Can you return every line of the items below, unchanged down to the last character?

***** INPUT RECORDS *****

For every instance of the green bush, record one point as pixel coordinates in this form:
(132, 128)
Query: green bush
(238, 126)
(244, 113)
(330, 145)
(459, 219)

*****

> [CORRECT RESULT]:
For every instance of the green bush, record one point as pixel coordinates in this form:
(132, 128)
Query: green bush
(238, 126)
(244, 113)
(330, 145)
(459, 219)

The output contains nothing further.